'''

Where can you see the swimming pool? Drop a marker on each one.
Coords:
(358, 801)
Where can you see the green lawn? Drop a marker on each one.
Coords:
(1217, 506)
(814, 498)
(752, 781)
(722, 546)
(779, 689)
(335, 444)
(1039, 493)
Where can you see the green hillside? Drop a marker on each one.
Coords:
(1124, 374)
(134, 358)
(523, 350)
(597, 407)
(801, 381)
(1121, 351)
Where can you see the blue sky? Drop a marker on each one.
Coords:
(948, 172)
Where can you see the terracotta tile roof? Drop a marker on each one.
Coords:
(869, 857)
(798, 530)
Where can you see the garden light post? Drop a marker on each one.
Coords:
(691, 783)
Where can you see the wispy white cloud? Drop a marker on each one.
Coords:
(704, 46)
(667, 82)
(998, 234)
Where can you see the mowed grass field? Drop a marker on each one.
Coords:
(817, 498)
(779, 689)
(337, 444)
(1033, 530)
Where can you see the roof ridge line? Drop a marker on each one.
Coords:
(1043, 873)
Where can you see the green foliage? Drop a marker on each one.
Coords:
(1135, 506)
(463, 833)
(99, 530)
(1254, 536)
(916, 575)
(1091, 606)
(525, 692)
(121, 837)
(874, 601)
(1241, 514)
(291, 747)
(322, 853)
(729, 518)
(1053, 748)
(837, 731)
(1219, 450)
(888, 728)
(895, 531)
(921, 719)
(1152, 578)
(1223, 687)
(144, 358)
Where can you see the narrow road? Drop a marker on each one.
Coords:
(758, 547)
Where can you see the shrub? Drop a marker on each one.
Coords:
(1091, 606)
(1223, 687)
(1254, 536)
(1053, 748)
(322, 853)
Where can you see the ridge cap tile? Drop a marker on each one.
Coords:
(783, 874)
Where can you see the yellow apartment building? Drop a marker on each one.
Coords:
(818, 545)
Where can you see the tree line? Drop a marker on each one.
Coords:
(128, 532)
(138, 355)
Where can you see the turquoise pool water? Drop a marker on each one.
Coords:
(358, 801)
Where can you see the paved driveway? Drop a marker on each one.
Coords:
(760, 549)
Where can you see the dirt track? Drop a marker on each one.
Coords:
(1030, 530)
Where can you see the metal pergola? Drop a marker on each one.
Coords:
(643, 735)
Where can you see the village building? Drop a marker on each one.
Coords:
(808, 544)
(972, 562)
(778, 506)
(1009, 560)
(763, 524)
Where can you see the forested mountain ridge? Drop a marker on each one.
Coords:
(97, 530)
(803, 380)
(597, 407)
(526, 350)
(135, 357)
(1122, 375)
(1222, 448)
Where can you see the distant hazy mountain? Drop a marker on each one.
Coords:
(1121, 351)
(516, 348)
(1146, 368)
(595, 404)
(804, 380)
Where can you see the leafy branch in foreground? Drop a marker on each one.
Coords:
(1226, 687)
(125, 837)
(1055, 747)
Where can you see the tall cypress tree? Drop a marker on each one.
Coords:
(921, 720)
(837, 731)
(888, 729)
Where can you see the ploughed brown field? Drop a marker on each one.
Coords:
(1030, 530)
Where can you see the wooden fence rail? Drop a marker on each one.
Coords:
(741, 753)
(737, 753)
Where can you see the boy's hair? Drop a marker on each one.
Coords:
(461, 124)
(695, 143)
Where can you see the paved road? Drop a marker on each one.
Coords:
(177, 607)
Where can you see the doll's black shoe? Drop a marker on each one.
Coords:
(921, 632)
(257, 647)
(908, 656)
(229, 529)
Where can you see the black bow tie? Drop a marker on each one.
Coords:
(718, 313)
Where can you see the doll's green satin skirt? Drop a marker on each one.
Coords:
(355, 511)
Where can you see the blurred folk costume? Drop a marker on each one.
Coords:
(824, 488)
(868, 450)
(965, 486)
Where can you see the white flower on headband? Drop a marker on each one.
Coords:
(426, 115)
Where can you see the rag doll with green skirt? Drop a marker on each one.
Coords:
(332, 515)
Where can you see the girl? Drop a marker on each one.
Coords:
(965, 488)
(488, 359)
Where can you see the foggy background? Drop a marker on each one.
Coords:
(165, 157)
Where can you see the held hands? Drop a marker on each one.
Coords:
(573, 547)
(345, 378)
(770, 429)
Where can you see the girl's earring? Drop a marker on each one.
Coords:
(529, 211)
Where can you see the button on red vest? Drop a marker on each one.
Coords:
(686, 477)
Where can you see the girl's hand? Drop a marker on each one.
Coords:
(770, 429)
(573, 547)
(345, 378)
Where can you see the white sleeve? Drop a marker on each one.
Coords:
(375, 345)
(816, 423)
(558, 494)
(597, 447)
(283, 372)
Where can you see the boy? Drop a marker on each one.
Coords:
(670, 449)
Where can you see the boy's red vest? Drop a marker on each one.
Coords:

'''

→ **YOUR ASSIGNMENT**
All of the data above should be reproduced word for word.

→ **OUTPUT BELOW**
Where can you see the swimming pool? Drop a marker on each one.
Coords:
(358, 801)
Where can you see the green lawn? Drop a marker on each one.
Coords:
(1217, 506)
(814, 498)
(752, 781)
(722, 546)
(779, 689)
(335, 444)
(1039, 493)
Where can you see the green hillside? Drop a marker on each one.
Coords:
(1124, 374)
(134, 358)
(523, 350)
(597, 407)
(801, 381)
(1121, 351)
Where can you see the blue sky? Drop a marker on each one.
Coords:
(948, 172)
Where can you see the terracotta tile roof? Drop a marker on each one.
Coords:
(869, 857)
(798, 530)
Where can you see the garden light post? Drop a marker on each one.
Coords:
(691, 783)
Where can you see the wispy white cloud? Drop a marker on each one.
Coords:
(704, 46)
(667, 82)
(998, 234)
Where can you see the mowed grass field? Drop a marker on each one.
Coords:
(817, 498)
(779, 689)
(337, 444)
(1033, 530)
Where can you see the roof ridge line? Drop a marker on each one.
Coords:
(1043, 873)
Where can you see the green foliage? Drop a marker on each one.
Coords:
(1135, 506)
(463, 833)
(99, 530)
(1254, 536)
(916, 575)
(1091, 606)
(525, 692)
(121, 837)
(874, 601)
(1241, 514)
(291, 747)
(322, 853)
(729, 518)
(1053, 748)
(837, 731)
(1219, 450)
(888, 728)
(895, 531)
(921, 719)
(1152, 578)
(1223, 687)
(144, 358)
Where can you see the narrow road? Drop a marker on each one.
Coords:
(758, 547)
Where can you see the shrub? Drop a marker on each one.
Coords:
(1091, 606)
(1223, 687)
(1254, 536)
(1053, 748)
(322, 853)
Where can you see the ridge cap tile? Drop a marker on each one.
Coords:
(783, 874)
Where can you see the yellow apartment building? Drop a marker on each one.
Coords:
(818, 545)
Where can you see the tree line? Drop a marker on each one.
Coords:
(128, 532)
(138, 355)
Where can you see the turquoise pool water? Drop a marker on each one.
Coords:
(358, 801)
Where can you see the paved driveway? Drop a marker on each one.
Coords:
(760, 549)
Where can you see the dirt track? Drop a marker on each one.
Coords:
(1030, 530)
Where can you see the metal pergola? Drop a marker on each one.
Coords:
(643, 735)
Where can you see the village building? Drop a marker on each one.
Coords:
(808, 544)
(972, 562)
(778, 506)
(1009, 560)
(763, 524)
Where can you see the forested mountain ridge? Drop a marker on each one.
Coords:
(97, 530)
(803, 380)
(597, 407)
(526, 350)
(135, 357)
(1122, 375)
(1222, 448)
Where can you see the distant hazy mountain? Drop a marker on each one.
Coords:
(1121, 351)
(516, 348)
(1146, 368)
(595, 404)
(804, 380)
Where can you see the leafy branch in foreground? Drop a marker on each one.
Coords:
(1226, 687)
(125, 837)
(1055, 747)
Where can you see the tall cypress tree? Drop a marker on each one.
Coords:
(921, 720)
(837, 731)
(888, 729)
Where can you see the ploughed brown field? Drop a marker on each one.
Coords:
(1030, 530)
Where can you see the wooden fence rail? Drop a marker on each one.
Coords:
(741, 753)
(737, 753)
Where can you see the boy's hair? Drop a marker on each one.
Coords:
(461, 124)
(695, 143)
Where can you see the paved road? Drop a marker on each one.
Coords:
(177, 607)
Where can you see the doll's black shoe? Drop a marker on each one.
Coords:
(921, 632)
(257, 647)
(908, 656)
(229, 529)
Where can you see the black bow tie? Drop a marker on each one.
Coords:
(718, 313)
Where can you see the doll's green satin skirt? Drop a marker on each one.
Coords:
(355, 511)
Where can you see the blurred folk costume? Drop a marker on each one.
Coords:
(824, 488)
(868, 450)
(965, 486)
Where can you see the white flower on headband? Drop a marker on each one.
Coords:
(426, 115)
Where can you see the rag doll with green skirt? Drop a marker on each one.
Coords:
(332, 515)
Where can you see the girl? Drop a marker on each one.
Coords:
(965, 488)
(488, 359)
Where can you see the foggy background? Drop a marker on each one.
Coords:
(165, 157)
Where can you see the held hands? Drop a marker on each one.
Coords:
(573, 547)
(345, 378)
(770, 429)
Where can you see the girl's earring? Drop a marker on each one.
Coords:
(529, 211)
Where can you see the button on red vest? Drop a marker on each one.
Coords:
(686, 477)
Where can you see the girl's hand? Drop a marker on each one.
Coords:
(770, 429)
(573, 547)
(345, 378)
Where can you see the white sleeve? Drop a marker on each one.
Coords:
(375, 345)
(816, 423)
(558, 494)
(597, 447)
(283, 372)
Where can you see the boy? Drop a marker on each one.
Coords:
(670, 449)
Where can you see the boy's red vest? Drop a marker on each one.
Coords:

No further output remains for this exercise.